ELDER BASHING REPUBLICAN STYLE
Elder abuse is a crime in this country, punishable by heavy jail time. People who take advantage of older Americans by trying to sell them phony stocks, or aluminum siding they don’t need, are dealt with harshly as well.
Trying to bilk grandma out of the family home by getting her to sign everything over to you while she’s non copus mentus is also a big no no.
Why then is it OK for the Republican Party and this Administration to pit generation against generation in its drive toward dismantling the last bastion of economic freedom for the elderly, Social Security?
I see in the email I hardly have time to even skim any more that right wing propagandists have hired advertising wizes from the anti-Kerry Swift Vote Veteran ads to bash AARP, the organization dedicated to representing the needs of older Americans.
The Center for American Progress, in its on line publication Progress Report quotes the New York Times as reporting that “the right-wing lobbying group USA Next is planning to sink $10 million in commercials and other back-room tactics to hit the AARP. ("They are the boulder in the middle of the highway to personal savings accounts," said Charlie Jarvis, the group's president. "We will be the dynamite that removes them.")”
Aside: I’m over 50, and so eligible for membership in AARP. Anyone over fifty is. If you think you might live that long, and chances are you will and a lot longer, consider joining. It isn’t always right (think prescription drug benefits; AARP caved to the Drug companies lobbying for monopoly control over drug prices for seniors with AARP’s blessings. Ah, the power of advertising!), but with a burgeoning membership of Boomers, it could start being a real power for change in this Country.
Anyway, conservative columnist David Brooks, in a recent New York Times editorial, continues the war against seniors. They’re taking the food right out of the mouths of their children, he says. Actually he says “The living and well-organized are taking money from the weak and the unborn.” Blaming the AARP for a gigantic transfer of wealth to old people.
Well, get a grip, Mr. Brooks. Unless you plan on popping off young and leaving a beautiful corpse like rock stars are prone to do (and I suspect it’s too late for that), you too will someday be one of the vampire class you decry.

• _DATA EXTRACT_:
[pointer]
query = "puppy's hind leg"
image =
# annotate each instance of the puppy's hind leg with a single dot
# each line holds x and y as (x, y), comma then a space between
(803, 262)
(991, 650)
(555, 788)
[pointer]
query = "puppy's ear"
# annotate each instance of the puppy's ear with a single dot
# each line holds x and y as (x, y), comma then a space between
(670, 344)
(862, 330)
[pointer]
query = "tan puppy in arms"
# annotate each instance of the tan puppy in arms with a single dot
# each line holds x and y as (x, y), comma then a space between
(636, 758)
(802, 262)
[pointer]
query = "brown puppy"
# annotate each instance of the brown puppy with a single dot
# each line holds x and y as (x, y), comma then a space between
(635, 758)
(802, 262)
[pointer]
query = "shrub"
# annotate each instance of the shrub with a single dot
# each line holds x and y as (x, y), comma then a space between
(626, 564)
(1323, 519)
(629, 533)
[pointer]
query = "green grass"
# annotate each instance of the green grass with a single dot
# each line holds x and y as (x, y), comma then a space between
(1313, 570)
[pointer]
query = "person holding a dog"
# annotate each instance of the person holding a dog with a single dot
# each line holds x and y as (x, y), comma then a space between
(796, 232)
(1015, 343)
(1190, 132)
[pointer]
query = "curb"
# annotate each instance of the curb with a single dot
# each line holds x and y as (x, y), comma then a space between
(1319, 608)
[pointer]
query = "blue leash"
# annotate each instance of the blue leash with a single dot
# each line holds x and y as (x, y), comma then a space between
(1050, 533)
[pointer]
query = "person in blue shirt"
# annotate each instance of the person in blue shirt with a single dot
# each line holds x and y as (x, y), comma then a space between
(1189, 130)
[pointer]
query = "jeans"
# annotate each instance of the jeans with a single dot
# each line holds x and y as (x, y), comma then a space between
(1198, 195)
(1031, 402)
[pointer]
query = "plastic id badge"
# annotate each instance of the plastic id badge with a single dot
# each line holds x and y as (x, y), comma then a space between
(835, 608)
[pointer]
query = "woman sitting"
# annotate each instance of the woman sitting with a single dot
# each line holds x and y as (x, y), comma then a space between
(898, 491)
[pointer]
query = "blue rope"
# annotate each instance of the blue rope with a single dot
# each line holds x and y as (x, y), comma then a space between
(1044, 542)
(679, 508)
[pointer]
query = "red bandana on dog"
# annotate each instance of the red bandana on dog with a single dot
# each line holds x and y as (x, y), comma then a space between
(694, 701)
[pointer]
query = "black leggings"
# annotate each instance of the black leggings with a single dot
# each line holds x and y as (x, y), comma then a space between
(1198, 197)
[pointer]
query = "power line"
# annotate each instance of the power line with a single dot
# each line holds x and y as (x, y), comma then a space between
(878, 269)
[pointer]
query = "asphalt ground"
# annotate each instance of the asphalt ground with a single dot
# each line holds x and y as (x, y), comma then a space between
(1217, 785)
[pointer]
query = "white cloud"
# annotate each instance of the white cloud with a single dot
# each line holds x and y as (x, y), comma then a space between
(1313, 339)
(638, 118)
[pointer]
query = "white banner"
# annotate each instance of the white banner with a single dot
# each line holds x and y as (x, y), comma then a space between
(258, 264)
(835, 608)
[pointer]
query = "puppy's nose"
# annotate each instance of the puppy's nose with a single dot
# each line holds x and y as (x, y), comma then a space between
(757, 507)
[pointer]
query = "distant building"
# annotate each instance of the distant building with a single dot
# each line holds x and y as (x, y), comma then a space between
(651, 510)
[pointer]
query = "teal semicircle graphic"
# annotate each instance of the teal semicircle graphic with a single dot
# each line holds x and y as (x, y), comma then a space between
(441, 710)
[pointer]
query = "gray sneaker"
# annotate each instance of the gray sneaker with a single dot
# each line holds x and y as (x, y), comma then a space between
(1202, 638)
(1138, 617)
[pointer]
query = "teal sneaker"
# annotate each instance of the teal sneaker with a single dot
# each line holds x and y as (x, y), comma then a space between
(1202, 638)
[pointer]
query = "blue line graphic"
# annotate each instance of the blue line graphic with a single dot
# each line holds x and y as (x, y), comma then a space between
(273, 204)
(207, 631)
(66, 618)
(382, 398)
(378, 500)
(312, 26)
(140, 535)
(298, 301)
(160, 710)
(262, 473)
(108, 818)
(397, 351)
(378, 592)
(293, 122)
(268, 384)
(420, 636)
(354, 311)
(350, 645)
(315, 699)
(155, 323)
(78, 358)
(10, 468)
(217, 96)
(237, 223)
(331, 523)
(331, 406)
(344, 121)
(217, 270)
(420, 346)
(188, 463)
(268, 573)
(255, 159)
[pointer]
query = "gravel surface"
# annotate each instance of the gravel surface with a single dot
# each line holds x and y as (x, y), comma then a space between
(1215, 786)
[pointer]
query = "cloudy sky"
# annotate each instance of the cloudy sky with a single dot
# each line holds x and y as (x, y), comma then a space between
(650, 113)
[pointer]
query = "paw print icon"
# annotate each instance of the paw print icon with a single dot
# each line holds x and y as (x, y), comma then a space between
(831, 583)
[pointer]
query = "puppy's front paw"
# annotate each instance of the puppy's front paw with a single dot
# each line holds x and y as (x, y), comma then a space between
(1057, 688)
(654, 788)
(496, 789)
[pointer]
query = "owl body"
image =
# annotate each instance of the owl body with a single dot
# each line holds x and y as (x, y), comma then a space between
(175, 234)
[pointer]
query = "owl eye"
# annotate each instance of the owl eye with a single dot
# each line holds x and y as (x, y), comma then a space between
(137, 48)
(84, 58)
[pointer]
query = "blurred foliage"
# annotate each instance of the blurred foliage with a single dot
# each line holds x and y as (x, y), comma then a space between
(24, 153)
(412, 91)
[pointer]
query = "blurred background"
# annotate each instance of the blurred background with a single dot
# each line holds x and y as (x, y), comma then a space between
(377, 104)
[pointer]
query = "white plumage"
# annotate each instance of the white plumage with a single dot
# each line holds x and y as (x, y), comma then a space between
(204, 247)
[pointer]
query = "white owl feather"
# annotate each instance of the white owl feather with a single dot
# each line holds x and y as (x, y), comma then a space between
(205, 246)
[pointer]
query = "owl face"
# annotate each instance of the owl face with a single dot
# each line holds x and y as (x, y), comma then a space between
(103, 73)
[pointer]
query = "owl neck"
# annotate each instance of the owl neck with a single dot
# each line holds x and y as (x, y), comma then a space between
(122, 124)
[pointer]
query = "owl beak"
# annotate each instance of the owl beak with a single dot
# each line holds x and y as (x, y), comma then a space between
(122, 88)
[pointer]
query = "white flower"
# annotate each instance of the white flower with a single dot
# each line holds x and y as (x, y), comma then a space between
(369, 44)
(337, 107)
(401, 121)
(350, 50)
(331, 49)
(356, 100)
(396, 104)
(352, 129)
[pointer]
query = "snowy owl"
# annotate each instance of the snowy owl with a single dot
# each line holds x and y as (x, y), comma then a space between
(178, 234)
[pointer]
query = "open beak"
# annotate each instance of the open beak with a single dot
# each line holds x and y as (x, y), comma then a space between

• _WORK ORDER A_:
List every organization the essay names by name, leaving out newspapers and other publications.
• _WORK ORDER B_:
Reproduce the part of the essay starting at "Trying to bilk" and ending at "elderly, Social Security?".
The data come from a source separate from the essay.

• _EXPECTED OUTPUT A_:
The Republican Party, AARP, the Center for American Progress, USA Next

• _EXPECTED OUTPUT B_:
Trying to bilk grandma out of the family home by getting her to sign everything over to you while she’s non copus mentus is also a big no no.
Why then is it OK for the Republican Party and this Administration to pit generation against generation in its drive toward dismantling the last bastion of economic freedom for the elderly, Social Security?